WRITTEN REQUEST » Reproduce word for word everything from the line containing "the bird's head" down to the end of the records.
* start TASK DATA *
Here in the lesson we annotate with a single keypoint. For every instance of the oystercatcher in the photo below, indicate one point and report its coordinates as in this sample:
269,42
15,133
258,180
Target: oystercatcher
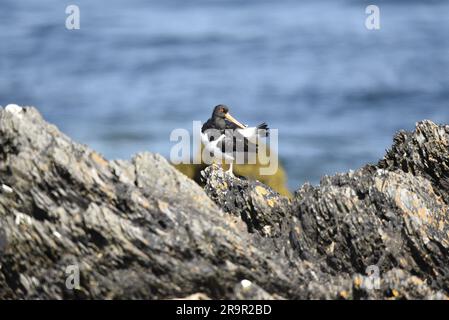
224,137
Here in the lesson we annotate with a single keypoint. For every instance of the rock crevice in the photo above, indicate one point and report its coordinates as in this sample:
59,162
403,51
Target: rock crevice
140,229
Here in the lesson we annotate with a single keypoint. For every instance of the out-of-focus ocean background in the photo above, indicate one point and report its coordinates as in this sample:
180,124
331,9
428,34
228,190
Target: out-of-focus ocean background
136,70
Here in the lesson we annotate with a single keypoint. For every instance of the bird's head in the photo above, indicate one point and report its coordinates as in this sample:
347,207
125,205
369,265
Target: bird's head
222,111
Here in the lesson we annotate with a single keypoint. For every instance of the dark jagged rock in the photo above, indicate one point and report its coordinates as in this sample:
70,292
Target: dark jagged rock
137,229
141,229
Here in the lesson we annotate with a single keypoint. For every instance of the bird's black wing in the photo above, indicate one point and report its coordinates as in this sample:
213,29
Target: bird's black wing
234,143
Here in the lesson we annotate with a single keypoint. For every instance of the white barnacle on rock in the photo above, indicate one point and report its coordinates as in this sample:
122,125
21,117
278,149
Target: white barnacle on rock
* end TASK DATA *
EXERCISE OUTPUT »
Here in the lesson we annotate with a single keypoint. For every instance of the bird's head in the photo above, indicate one point and report its coordinates as in this sample:
347,207
125,205
369,265
Target: bird's head
222,111
Here in the lesson we annotate with a single keypoint. For every instance of the dark jagged rock in the photo above, indicate one point and report its coordinates as in this sample:
70,292
Target: dark jagged rock
137,229
141,229
Here in the lesson we annotate with a single keypoint. For every instance of the bird's black wing in the photo above, indicate one point and report its coordinates as in this sample:
213,29
Target: bird's black wing
234,143
Here in the lesson we annotate with a single keypoint. For every instance of the white barnacle on rock in the photo above, indicate one point and report its coordinates as in this sample:
122,125
21,117
278,149
Target: white barnacle on rock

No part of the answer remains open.